TEXT
A new federal government document has surfaced which details the housing discrimination practices of Donald Trump and his family's vast realty holdings of the private Trump Organization in New York City's outer boroughs of Queens and Brooklyn.
This first time that tangible proof of Donald Trump's history of racial discrimination practices has been quantified, firmly, in an official record.
This is undeniable.
The Democratic Coalition Against Trump found this key, first #TrumpLeaks document from the archives of University of Michigan's Law School, and it is the very first time that the complete list of Trump's covered properties has been discovered.
Republican nominee Donald Trump spent most of the 1970s battling federal housing discrimination charges alongside his father, a fact Democratic nominee Hillary Clinton highlighted in an attack ad this week.
But Trump has always publicly denied culpability and hid behind the confidentiality of settlement discussions to avoid full disclosure like this new public record document exposes. In fact, Trump has always never admitted guilt according to Politifact last month:
The case was settled and Trump never admitted guilt, though his company had to agree to stipulations meant to prevent future discrimination at his rental properties.
Donald Trump’s Properties Had 75% Fewer Minorities Than Lived Nearby In Other Buildings
The Trump Organization had 9,050 apartment units covered under the settlement agreement with the federal government, which housed only 399 minority residents across 35 covered properties, or only 4.4% of Fred and Donald Trump's New York City rental real estate empire.
The public record document proves the Trump Organization and principals Fred and Donald Trump’s buildings schemed to ignore the Fair Housing Act of 1968, failed miserably and landed the duo court for two years starting in 1973.
The Trumps capitulated to the government in 1975.
Keep in mind that the federal government named Donald Trump personally in their Fair Housing complaint, so he wasn't just a bit player in the dark history of his family business' illegal management practices, but a named defendant.
Trump was one of two bosses sued.
The Justice Department named 39 buildings in their original complaint, which led to a story entitled, "Major Landlord Accused of Antiblack Bias," on the front page of the New York Times.
Out of the total of 14,000 units that The Times says the Trump family owned in 1973, 68% of their holdings fell under the settlement.
The Trumps segregated a small group of non-white tenants into a few of their properties, maintained a single building with just over half minority residents and virtually excluded minorities from 24 New York City buildings of the 36 total project covered in their 1975 settlement with the federal government which covered a mind-boggling 9,500 apartments.
The average unit size across their portfolio of buildings covered in the federal settlement was 263 units per project.
Five of the Trump buildings affected had no minority residents whatsoever, and more than half of the buildings had less than ten minority residents.
The above statistics exclude a single project listed with over 230 minority tenants in a 440 unit building, but oddly was included in the settlement anyhow.
There’s also spreadsheet below with easier to read copy of the key public record document proving Trump’s discriminatory housing practices, but you can see the original here:
Who Wrote This Letter At The Department of Justice Civil Rights Division And Why Did They Write It?
Drew S. Days, III transmitted the Trump Leak (below) to the Open Housing Center of New York shortly after his appointment by President Carter. It was prepared by career Civil Rights division lawyer Harvey L. Hanley in the summer of 1977,
Days, was the Assistant Attorney General in charge of the Civil Rights division then, where he personally oversaw the Trump family's desegregation efforts.

Records of labeled points:
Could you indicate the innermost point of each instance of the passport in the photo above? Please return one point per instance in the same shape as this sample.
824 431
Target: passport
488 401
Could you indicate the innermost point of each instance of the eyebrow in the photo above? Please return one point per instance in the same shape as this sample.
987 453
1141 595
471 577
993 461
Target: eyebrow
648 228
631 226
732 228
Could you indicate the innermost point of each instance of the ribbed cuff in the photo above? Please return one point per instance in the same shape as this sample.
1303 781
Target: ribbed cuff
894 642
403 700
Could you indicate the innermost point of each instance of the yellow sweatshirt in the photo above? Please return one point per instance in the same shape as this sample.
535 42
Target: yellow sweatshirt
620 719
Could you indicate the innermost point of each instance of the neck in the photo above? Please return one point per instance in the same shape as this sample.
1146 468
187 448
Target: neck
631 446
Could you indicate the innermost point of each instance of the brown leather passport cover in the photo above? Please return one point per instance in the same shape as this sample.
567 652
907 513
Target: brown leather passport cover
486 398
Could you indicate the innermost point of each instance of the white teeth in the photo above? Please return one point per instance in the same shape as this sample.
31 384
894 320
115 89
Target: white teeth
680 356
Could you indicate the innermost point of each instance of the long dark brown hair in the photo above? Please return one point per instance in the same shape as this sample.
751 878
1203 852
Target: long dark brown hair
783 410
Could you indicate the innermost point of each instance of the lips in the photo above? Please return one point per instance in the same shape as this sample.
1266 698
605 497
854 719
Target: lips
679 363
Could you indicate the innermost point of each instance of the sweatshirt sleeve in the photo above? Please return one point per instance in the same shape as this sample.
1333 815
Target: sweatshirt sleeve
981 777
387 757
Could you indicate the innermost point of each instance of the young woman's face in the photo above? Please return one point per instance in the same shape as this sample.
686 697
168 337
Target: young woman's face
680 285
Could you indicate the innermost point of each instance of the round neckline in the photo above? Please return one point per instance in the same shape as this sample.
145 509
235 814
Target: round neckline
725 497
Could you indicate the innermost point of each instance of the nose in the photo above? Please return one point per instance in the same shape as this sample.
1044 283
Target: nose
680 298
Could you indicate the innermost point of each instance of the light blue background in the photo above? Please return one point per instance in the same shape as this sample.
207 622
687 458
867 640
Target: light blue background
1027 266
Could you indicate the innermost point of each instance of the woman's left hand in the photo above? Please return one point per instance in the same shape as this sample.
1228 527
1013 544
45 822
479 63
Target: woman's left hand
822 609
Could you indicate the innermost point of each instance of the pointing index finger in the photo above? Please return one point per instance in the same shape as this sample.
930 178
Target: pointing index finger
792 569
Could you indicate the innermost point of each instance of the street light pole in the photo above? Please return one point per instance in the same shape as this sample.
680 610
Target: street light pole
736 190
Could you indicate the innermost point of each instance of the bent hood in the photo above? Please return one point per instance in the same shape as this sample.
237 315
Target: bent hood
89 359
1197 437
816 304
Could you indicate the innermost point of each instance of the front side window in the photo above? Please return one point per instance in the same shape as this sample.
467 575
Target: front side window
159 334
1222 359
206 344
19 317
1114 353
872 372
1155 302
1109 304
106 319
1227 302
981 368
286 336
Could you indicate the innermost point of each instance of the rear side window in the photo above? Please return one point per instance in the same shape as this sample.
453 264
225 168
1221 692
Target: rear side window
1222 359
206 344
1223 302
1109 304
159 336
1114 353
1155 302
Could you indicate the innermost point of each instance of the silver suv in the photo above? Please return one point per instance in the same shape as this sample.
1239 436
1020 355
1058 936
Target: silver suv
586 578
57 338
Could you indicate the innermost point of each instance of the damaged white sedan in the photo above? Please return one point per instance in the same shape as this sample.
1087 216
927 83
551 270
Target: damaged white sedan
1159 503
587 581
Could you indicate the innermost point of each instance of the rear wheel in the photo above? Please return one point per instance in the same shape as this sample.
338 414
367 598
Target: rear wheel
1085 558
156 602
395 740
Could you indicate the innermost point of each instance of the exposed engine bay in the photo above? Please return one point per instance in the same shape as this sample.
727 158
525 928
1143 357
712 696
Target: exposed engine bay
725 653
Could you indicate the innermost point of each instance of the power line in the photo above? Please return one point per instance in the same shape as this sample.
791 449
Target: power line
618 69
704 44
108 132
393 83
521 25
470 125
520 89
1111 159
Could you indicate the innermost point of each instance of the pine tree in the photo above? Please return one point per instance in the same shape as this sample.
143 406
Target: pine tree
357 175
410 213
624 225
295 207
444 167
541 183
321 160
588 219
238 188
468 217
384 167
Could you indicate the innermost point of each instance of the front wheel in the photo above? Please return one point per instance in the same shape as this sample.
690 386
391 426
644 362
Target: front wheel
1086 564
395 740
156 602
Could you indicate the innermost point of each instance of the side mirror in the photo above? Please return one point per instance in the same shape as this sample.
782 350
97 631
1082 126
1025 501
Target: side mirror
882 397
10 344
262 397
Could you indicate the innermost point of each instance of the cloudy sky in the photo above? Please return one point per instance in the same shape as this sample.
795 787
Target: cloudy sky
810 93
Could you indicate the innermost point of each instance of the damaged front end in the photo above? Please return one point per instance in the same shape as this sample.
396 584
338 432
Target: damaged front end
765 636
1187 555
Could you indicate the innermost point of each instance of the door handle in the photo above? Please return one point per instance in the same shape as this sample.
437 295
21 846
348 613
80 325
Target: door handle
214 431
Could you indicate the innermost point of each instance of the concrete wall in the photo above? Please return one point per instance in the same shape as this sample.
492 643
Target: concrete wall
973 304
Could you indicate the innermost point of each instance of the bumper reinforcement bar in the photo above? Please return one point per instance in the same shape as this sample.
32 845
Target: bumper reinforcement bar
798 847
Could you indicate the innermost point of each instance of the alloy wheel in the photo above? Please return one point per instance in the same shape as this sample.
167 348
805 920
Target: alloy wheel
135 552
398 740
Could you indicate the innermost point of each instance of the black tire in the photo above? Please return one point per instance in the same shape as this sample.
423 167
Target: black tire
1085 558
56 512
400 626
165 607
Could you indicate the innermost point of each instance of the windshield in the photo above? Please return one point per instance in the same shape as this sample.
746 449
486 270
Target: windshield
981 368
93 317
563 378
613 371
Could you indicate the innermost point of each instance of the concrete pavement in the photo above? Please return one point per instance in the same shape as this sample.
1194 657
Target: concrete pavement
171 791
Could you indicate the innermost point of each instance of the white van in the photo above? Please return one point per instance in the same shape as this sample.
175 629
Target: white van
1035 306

SET TASKS
**A)** Reproduce the part of the article on Trump housing discrimination that opens with the words containing "The public record" and closes with "under the settlement.".
**B)** Translate this sentence from the article on Trump housing discrimination into Spanish: "The Trumps capitulated to the government in 1975."
**C)** Using the article on Trump housing discrimination, explain in one to three sentences why Donald Trump was more than a bit player in his family business's management practices.

SOLUTIONS FOR EACH TASK
**A)**
The public record document proves the Trump Organization and principals Fred and Donald Trump’s buildings schemed to ignore the Fair Housing Act of 1968, failed miserably and landed the duo court for two years starting in 1973.
The Trumps capitulated to the government in 1975.
Keep in mind that the federal government named Donald Trump personally in their Fair Housing complaint, so he wasn't just a bit player in the dark history of his family business' illegal management practices, but a named defendant.
Trump was one of two bosses sued.
The Justice Department named 39 buildings in their original complaint, which led to a story entitled, "Major Landlord Accused of Antiblack Bias," on the front page of the New York Times.
Out of the total of 14,000 units that The Times says the Trump family owned in 1973, 68% of their holdings fell under the settlement.

**B)** Los Trump capitularon ante el gobierno en 1975.

**C)** The federal government named Donald Trump personally in its Fair Housing complaint, so he was a named defendant. He was one of the two bosses sued.